══ TEXT SECTION
The transmission implication is direct: interconnection queues were already overwhelmed by generation projects trying to get power onto the grid. Now grid planners have to simultaneously model large, behaviorally unpredictable loads pulling power off it — in the same constrained corridors, with inadequate data about how those loads actually behave.
The Cost Is Already Showing Up in Bills
None of this is abstract. EIA data shows Americans paid 22 percent more for electricity in 2025 than five years earlier, with infrastructure bottlenecks cited alongside policy mandates and fuel access as primary drivers of the steepest increases. The states with the worst transmission constraints aren't just missing clean energy targets — they're paying more for the fossil generation filling the gap.
The pattern here is consistent with what I've been tracking in the IRA cost-per-ton analysis: the gap between policy ambition and implementation infrastructure keeps widening, and the costs of that gap land on ratepayers and state budgets, not on the federal programs that created the mismatch.
What to Watch
NERC's Level 3 alert is a trigger, not a resolution. The seven "essential actions" it recommends require transmission planners to model grid stability margins annually in AI-heavy regions and install monitoring equipment — but mandatory standards still need FERC approval, and that process has its own timeline. Watch for FERC's response to the NERC petition, which will determine whether data center load disclosure becomes a legal requirement or stays voluntary guidance.
On the interconnection side, the more telling number won't be how many projects applied to PJM's reformed queue — it's how many of those 811 projects are still alive in 18 months, and what fuel mix survives the attrition. If the reformed process is actually faster and more predictable, the renewable share should stabilize. If it isn't, the 55 percent gas-and-nuclear composition of this first cycle is a preview of the grid Maryland and a dozen other states will be managing in 2035.
════
══ INFORMATION SHOWN
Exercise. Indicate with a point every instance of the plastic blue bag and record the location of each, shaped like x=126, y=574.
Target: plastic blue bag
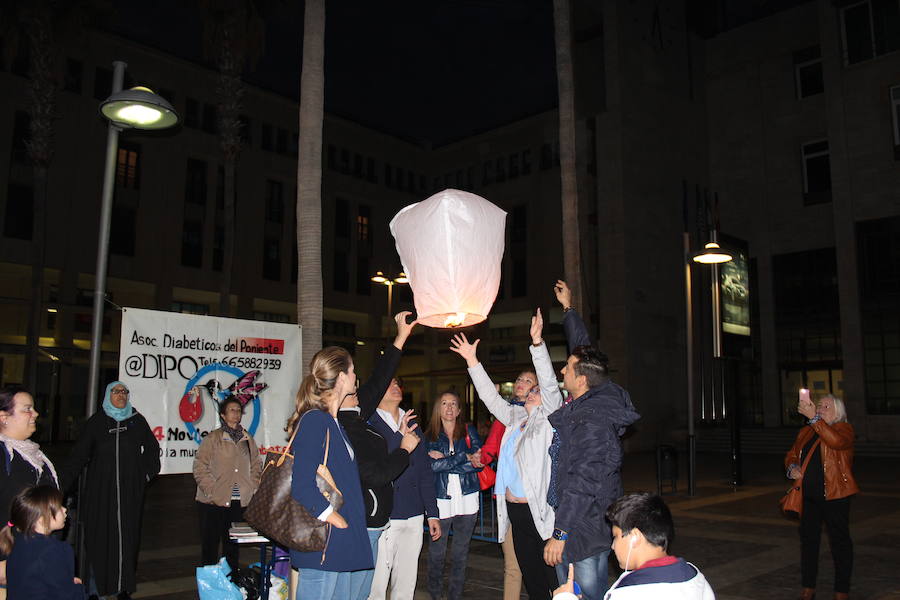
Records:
x=213, y=582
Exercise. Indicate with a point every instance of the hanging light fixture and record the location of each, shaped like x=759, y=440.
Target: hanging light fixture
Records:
x=712, y=253
x=139, y=108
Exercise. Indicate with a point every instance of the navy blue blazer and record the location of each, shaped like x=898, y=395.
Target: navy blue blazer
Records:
x=41, y=567
x=414, y=489
x=348, y=549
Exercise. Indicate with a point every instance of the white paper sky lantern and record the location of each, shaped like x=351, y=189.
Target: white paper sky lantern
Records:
x=451, y=247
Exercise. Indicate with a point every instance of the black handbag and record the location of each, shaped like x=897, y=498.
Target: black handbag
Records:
x=273, y=512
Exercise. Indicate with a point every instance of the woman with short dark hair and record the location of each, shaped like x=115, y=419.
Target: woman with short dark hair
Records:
x=227, y=468
x=23, y=464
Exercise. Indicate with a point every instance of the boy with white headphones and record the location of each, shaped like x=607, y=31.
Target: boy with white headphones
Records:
x=642, y=530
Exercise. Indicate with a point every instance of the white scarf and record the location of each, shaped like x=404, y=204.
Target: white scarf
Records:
x=30, y=453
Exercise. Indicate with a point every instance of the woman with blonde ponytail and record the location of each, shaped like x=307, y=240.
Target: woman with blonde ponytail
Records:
x=331, y=383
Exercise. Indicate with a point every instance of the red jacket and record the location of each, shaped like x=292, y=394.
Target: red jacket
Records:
x=837, y=456
x=491, y=448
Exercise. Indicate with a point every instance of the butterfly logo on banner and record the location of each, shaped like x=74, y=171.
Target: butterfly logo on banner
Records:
x=208, y=385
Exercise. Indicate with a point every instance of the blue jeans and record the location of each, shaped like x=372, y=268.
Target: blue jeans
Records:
x=314, y=584
x=361, y=581
x=463, y=526
x=590, y=573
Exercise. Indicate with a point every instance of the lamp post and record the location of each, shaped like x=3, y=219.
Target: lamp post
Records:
x=400, y=279
x=712, y=254
x=137, y=108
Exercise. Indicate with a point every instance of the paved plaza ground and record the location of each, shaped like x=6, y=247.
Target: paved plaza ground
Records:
x=736, y=536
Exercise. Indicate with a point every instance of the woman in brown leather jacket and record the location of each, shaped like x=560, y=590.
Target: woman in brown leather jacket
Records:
x=227, y=468
x=827, y=486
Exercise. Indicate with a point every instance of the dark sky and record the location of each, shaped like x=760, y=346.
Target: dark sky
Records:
x=427, y=70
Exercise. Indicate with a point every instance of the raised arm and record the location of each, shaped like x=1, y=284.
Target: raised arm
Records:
x=576, y=331
x=500, y=408
x=372, y=391
x=551, y=397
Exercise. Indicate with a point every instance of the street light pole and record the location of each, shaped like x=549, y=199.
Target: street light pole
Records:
x=109, y=173
x=689, y=318
x=137, y=108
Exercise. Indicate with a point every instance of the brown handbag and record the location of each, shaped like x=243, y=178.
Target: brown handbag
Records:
x=273, y=512
x=792, y=501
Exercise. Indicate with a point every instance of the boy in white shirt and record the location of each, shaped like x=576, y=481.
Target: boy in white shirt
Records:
x=642, y=530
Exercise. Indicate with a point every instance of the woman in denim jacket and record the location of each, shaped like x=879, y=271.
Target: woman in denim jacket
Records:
x=455, y=451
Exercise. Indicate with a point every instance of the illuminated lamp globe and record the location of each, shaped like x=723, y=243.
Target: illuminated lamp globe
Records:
x=139, y=108
x=712, y=254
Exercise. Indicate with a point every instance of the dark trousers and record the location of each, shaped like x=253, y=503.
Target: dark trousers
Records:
x=463, y=526
x=836, y=516
x=214, y=524
x=538, y=577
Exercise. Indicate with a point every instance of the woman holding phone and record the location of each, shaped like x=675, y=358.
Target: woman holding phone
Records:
x=827, y=484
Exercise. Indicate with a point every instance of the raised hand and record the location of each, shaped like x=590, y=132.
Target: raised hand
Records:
x=336, y=519
x=563, y=293
x=537, y=327
x=460, y=344
x=404, y=329
x=405, y=426
x=409, y=441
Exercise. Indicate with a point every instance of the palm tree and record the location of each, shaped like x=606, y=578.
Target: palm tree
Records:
x=233, y=36
x=309, y=181
x=39, y=23
x=568, y=173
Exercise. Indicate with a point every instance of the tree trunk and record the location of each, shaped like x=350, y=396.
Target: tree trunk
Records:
x=228, y=237
x=230, y=90
x=567, y=145
x=41, y=107
x=37, y=278
x=309, y=181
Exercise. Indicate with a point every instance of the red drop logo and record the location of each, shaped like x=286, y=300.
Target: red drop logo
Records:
x=191, y=407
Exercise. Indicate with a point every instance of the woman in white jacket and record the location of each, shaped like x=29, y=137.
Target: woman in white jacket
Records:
x=523, y=472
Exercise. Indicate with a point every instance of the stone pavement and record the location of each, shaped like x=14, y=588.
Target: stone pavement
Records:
x=736, y=536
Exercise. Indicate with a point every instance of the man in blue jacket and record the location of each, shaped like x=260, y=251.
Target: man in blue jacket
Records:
x=587, y=470
x=414, y=500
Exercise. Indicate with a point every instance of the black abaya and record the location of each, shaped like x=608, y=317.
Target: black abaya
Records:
x=121, y=457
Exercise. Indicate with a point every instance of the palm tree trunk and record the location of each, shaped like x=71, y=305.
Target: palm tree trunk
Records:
x=228, y=235
x=567, y=144
x=37, y=277
x=309, y=181
x=230, y=89
x=41, y=106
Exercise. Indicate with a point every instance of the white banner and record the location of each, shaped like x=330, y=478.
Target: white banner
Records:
x=180, y=367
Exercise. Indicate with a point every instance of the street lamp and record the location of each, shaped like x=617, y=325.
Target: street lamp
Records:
x=137, y=108
x=712, y=254
x=400, y=279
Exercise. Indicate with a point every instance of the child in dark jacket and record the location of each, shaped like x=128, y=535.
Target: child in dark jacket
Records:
x=39, y=566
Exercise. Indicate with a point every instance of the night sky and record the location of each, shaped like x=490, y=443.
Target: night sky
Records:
x=431, y=71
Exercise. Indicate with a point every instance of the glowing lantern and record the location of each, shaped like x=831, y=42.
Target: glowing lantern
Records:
x=451, y=246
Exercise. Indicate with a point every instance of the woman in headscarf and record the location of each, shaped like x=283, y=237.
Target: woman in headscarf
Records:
x=227, y=469
x=23, y=463
x=121, y=455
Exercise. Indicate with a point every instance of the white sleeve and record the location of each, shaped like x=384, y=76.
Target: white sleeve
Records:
x=495, y=403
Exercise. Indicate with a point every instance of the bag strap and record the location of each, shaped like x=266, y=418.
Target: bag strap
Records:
x=809, y=456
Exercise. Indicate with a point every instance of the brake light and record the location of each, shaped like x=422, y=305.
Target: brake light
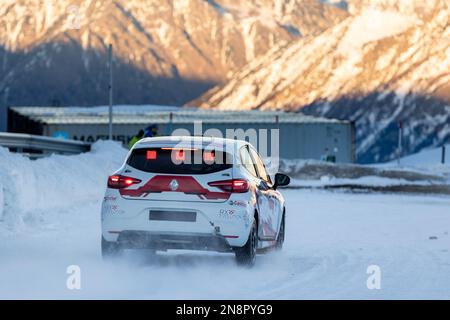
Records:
x=208, y=156
x=233, y=185
x=151, y=154
x=120, y=182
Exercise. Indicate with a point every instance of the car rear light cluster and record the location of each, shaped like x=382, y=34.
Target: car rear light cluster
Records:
x=233, y=185
x=120, y=182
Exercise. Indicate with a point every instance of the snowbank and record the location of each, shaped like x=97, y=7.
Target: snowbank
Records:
x=31, y=188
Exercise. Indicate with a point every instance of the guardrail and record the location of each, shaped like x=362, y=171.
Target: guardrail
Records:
x=39, y=145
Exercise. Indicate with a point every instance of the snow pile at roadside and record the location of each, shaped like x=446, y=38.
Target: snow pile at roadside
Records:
x=428, y=160
x=421, y=169
x=31, y=188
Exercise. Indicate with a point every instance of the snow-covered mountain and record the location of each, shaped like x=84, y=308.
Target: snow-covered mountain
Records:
x=167, y=52
x=389, y=62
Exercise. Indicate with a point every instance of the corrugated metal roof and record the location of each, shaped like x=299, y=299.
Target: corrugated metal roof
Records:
x=159, y=114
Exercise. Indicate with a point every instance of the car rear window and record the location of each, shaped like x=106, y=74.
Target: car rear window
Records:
x=179, y=161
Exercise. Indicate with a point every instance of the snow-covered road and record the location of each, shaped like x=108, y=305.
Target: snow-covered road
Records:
x=331, y=240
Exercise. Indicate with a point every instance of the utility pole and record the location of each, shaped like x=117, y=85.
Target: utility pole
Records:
x=110, y=88
x=400, y=141
x=4, y=111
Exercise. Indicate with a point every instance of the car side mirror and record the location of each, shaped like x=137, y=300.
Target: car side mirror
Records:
x=281, y=180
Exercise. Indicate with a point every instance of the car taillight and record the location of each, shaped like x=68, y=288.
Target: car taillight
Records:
x=120, y=182
x=234, y=185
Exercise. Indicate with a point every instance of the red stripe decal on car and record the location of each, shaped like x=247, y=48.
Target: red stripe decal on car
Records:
x=186, y=185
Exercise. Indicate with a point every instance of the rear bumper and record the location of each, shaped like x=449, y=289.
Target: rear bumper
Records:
x=173, y=240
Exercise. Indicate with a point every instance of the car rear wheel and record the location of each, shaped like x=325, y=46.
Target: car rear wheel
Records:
x=110, y=249
x=246, y=255
x=281, y=234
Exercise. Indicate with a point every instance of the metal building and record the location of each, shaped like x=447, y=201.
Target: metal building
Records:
x=296, y=135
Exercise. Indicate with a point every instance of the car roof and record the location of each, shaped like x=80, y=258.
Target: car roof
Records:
x=189, y=141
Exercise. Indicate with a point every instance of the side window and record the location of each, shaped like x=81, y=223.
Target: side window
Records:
x=260, y=166
x=247, y=161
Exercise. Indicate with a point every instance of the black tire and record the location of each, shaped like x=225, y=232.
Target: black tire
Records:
x=281, y=234
x=246, y=255
x=110, y=249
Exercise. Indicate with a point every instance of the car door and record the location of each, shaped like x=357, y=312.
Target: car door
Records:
x=268, y=201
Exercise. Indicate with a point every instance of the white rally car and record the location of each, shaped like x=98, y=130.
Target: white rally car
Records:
x=193, y=193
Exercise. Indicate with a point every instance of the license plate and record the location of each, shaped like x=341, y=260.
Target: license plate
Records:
x=182, y=216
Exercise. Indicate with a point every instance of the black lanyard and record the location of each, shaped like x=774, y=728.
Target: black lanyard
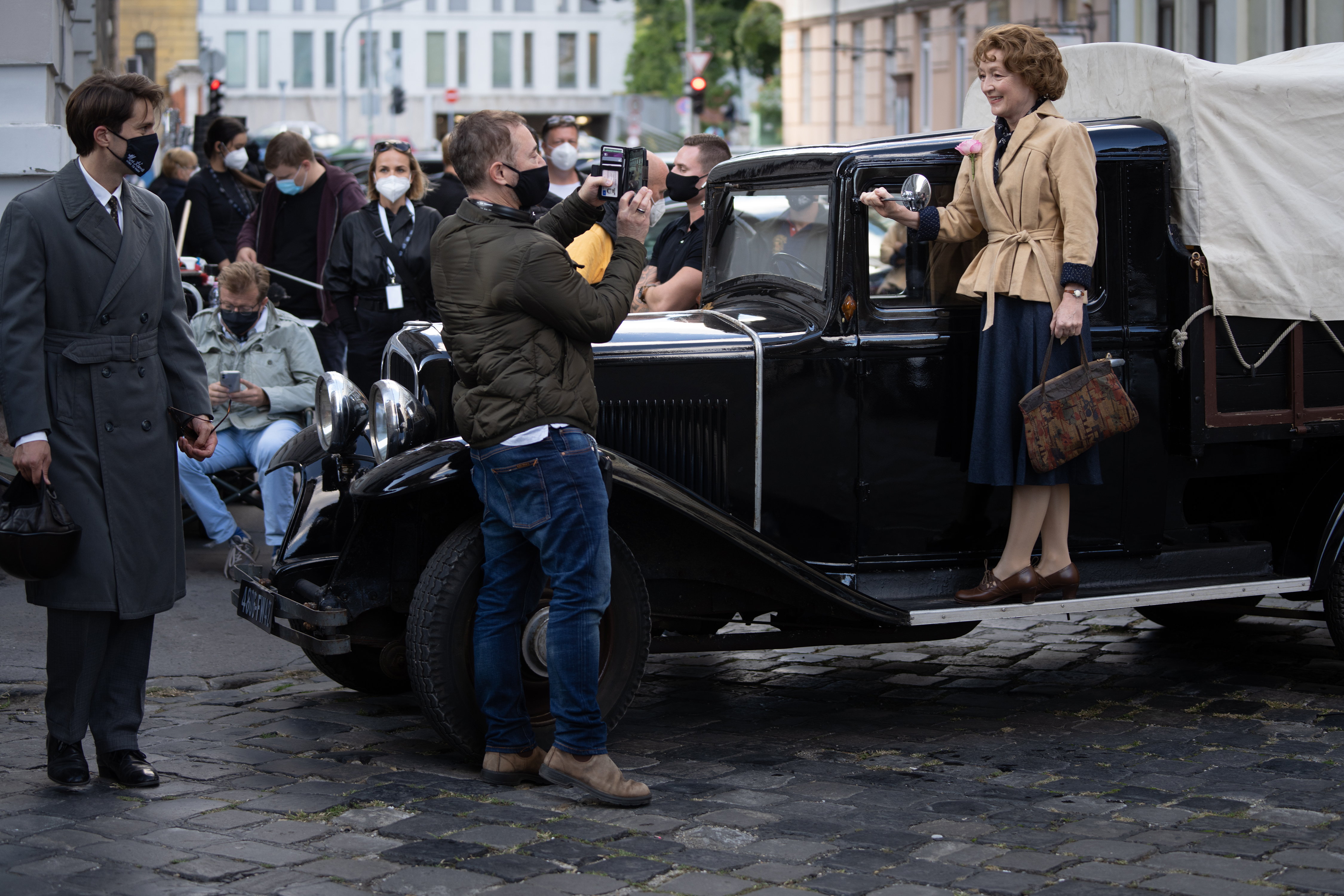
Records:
x=228, y=198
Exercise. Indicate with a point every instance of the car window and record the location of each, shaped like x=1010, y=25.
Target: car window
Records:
x=779, y=231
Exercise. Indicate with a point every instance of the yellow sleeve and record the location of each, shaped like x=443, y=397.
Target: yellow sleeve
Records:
x=592, y=250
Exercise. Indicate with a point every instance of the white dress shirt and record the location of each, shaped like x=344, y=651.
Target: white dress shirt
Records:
x=101, y=195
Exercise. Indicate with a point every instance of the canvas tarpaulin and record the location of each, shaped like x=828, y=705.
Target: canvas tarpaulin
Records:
x=1257, y=163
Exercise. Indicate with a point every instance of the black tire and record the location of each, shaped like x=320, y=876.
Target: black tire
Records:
x=439, y=643
x=1199, y=614
x=1334, y=605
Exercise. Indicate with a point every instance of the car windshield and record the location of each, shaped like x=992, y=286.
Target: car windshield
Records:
x=779, y=231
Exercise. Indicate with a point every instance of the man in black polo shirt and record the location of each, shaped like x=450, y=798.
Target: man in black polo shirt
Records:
x=673, y=281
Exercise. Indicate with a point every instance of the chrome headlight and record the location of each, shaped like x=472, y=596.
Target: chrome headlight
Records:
x=397, y=421
x=340, y=410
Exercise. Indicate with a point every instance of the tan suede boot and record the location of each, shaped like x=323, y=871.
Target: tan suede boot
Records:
x=599, y=776
x=513, y=769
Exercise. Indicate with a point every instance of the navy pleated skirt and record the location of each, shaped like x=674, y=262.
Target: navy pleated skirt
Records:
x=1011, y=354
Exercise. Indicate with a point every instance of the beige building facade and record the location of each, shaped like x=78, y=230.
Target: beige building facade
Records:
x=859, y=70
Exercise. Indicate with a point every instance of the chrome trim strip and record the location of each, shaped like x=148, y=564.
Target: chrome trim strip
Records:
x=760, y=359
x=1111, y=602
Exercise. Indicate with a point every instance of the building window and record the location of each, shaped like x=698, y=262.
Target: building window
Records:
x=1209, y=30
x=303, y=60
x=925, y=76
x=1167, y=25
x=568, y=70
x=146, y=50
x=807, y=76
x=263, y=58
x=858, y=73
x=369, y=58
x=502, y=62
x=236, y=53
x=593, y=60
x=1295, y=25
x=436, y=60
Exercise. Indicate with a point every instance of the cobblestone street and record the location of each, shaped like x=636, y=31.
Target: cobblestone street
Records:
x=1072, y=755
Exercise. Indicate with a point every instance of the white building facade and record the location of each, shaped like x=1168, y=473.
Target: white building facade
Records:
x=534, y=57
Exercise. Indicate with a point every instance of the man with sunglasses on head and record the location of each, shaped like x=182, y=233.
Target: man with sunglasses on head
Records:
x=277, y=359
x=95, y=357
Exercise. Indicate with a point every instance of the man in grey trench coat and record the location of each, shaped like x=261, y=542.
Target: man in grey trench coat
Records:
x=95, y=349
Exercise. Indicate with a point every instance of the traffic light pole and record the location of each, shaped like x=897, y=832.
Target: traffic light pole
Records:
x=693, y=123
x=369, y=64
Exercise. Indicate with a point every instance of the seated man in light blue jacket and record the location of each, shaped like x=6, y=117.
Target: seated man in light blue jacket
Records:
x=279, y=362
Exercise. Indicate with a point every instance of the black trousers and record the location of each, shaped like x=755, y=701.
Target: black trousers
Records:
x=97, y=665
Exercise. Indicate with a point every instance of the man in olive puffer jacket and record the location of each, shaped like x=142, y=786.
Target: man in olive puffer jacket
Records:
x=519, y=323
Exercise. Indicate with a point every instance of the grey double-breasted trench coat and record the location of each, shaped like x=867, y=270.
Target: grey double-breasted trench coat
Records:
x=95, y=347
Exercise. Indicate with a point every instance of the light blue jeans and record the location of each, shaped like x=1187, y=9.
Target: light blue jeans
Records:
x=237, y=448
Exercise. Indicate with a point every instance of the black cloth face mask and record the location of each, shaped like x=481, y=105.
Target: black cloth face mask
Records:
x=240, y=323
x=682, y=187
x=533, y=185
x=140, y=154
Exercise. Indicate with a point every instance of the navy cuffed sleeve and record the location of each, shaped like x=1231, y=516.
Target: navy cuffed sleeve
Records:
x=928, y=230
x=1070, y=274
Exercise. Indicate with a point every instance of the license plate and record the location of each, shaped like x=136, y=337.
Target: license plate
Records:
x=257, y=606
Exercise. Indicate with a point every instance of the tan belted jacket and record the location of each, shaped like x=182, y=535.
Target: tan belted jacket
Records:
x=1042, y=215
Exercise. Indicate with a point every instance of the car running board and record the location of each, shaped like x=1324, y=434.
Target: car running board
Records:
x=1050, y=606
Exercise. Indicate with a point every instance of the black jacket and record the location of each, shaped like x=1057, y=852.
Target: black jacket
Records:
x=220, y=206
x=447, y=197
x=357, y=268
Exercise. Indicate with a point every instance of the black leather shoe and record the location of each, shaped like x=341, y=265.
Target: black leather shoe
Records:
x=66, y=763
x=128, y=768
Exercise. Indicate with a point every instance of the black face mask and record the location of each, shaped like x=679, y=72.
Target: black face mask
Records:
x=682, y=187
x=240, y=323
x=533, y=185
x=140, y=154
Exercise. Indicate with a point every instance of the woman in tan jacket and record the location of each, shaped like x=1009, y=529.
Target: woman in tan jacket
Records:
x=1034, y=188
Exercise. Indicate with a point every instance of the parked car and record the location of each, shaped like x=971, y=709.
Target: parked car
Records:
x=792, y=457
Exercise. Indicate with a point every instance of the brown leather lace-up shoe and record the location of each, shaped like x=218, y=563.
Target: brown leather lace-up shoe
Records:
x=991, y=590
x=599, y=776
x=1065, y=579
x=513, y=768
════
Summarize the grid-cost text above in three sentences.

Grid planners, already swamped by generation projects in interconnection queues, now also have to model large, unpredictable loads pulling power from the same constrained corridors with poor data on how those loads behave. EIA data shows Americans paid 22 percent more for electricity in 2025 than five years earlier, and the states with the worst transmission constraints are paying more for the fossil generation filling the gap. NERC's Level 3 alert still needs FERC approval to make its standards mandatory, and the key interconnection measure will be how many of the 811 projects in PJM's reformed queue survive 18 months and what fuel mix remains.